§ **Exercise**
Answer these from the JDK issue discussion below, one per line:
1. Which two DaCapo benchmarks were much slower in some configurations?
2. On which two OCI shapes were the regressions observed?
3. What issue was created to hold all discussion of the Windows regression?

*** Document segment

A pull request was submitted for review. Branch: master URL: https://git.openjdk.org/jdk/pull/19454 Date: 2024-05-29 12:58:02 +0000
09-09-2024

Hi [~swesonga] - After removing the concept of a the Responsible thread, there is no longer any need to do timed parking. So we started to zoom in on timed vs infinite parking on Windows, and by going back to timed parking (with a very long timeout and only on Windows) the regression went away. // park self NOT_WINDOWS(current->_ParkEvent->park();) WINDOWS_ONLY(current->_ParkEvent->park((jlong) 0x10000000);) This somehow seems to be related to the enabling of high resolution timers. Because if we go back to: // park self current->_ParkEvent->park(); And add calls to enable hi res timer resolution around the call to WaitForSingleObject when doing infinite parking, that also removes the regresion. Anyhow I've created JDK-8339730 in order to let this issue only handle the removal of the ObjectMonitor Responsible thread. So all talking about the Windows regression should take place in JDK-8339730 instead.
09-09-2024

Hi [~swesonga] - we run these benchmarks in Oracle OCI cloud, and we observed the regressions on both the BM.Standard3.64 and the BM.Optimized3.36 shapes, and we are running some version of Windows Server 2019 for all these runs. We are not using any special command line options for Dacapo. We run these in a loop 5 times each. --size large --iterations 3 tomcat --size large --iterations 5 spring Shape info: https://docs.oracle.com/en-us/iaas/Content/Compute/References/computeshapes.htm Thanks for helping with this!
05-09-2024

Hi [~coleenp], we do not currently have the DaCapo benchmark suite in-house. Our plan is to bring it in, validate our setup and then carry out performance baselining. Do you have any additional details of how these runs were executed e.g. benchmarking setup (hardware configuration, OS version/build, notable command line options) and any observed run-to-run variations for the listed configurations?
05-09-2024

[~dhanalla] [~swesonga] This change is a correctness fix to remove low probability thread stranding with contended locking. When we run DaCapo benchmarks, we found that in some configurations the Spring and Tomcat benchmark is much slower (like 100% regression, but only some runs. Some runs don't show a regression). Other benchmarks are significantly faster for contended locking on linux OSs. Here is the Draft PR. Would you or someone at Microsoft be able to run this and let us know if what we're seeing is real or just a config problem at our end? Thanks. https://github.com/openjdk/jdk/pull/19454 This is what we see on OracleLinux-aarch64, OracleLinux-x64, Windows-x64 DaCapo23-spring-large 24.20% 6.88% -40.29% DaCapo23-tomcat-large 28.53% 2.05% 1.91% Some other run same binaries: DaCapo23-spring-large 24.76% 8.23% -40.99% DaCapo23-tomcat-large 2.08% 0.00% -104.48%
30-08-2024

[~pchilanomate] Add motivation from your loom locking work.
17-11-2023

******
*** Material supplied

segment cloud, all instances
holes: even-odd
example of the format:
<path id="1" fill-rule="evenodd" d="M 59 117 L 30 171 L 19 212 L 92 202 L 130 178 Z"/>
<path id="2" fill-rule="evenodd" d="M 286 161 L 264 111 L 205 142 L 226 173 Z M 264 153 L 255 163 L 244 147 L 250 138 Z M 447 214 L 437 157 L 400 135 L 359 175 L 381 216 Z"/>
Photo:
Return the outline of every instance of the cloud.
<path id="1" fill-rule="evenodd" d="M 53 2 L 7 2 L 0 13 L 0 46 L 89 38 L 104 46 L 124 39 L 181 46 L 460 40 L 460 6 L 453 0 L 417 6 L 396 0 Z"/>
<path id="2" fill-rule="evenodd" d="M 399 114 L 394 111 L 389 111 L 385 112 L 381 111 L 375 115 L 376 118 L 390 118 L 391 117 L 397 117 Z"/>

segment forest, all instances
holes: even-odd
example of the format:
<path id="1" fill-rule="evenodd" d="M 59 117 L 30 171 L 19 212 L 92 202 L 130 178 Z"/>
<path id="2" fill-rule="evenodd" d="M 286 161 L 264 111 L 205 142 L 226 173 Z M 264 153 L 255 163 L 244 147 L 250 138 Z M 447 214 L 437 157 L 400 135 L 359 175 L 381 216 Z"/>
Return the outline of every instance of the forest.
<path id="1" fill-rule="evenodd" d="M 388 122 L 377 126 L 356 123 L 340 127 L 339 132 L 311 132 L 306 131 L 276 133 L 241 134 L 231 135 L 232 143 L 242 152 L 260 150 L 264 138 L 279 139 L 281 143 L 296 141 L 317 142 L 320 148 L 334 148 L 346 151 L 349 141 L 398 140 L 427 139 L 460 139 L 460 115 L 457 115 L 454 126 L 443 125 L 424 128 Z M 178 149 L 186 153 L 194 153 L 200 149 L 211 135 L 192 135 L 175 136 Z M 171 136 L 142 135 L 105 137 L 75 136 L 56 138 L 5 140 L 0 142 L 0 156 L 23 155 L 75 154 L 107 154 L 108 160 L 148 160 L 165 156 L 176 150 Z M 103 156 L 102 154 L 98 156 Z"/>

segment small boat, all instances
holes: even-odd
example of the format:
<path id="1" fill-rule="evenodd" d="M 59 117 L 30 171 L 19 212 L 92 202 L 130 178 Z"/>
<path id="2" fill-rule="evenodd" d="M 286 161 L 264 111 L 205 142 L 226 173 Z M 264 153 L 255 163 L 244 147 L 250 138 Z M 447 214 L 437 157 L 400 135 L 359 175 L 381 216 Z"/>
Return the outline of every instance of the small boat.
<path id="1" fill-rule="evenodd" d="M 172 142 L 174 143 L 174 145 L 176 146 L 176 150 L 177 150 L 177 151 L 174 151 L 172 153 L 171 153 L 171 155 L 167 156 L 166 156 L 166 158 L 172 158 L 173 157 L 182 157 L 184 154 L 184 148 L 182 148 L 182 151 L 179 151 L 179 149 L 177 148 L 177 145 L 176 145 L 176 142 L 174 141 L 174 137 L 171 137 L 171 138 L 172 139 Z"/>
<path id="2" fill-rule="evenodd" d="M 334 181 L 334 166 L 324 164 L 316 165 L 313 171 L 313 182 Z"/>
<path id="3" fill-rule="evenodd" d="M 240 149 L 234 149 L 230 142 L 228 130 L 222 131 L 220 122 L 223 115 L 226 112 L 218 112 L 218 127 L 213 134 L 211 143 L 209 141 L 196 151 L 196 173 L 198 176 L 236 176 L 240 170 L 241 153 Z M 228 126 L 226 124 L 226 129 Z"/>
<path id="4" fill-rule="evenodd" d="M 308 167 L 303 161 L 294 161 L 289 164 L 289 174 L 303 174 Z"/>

******

§ **Written response**
1. Spring and Tomcat
2. BM.Standard3.64 and BM.Optimized3.36
3. JDK-8339730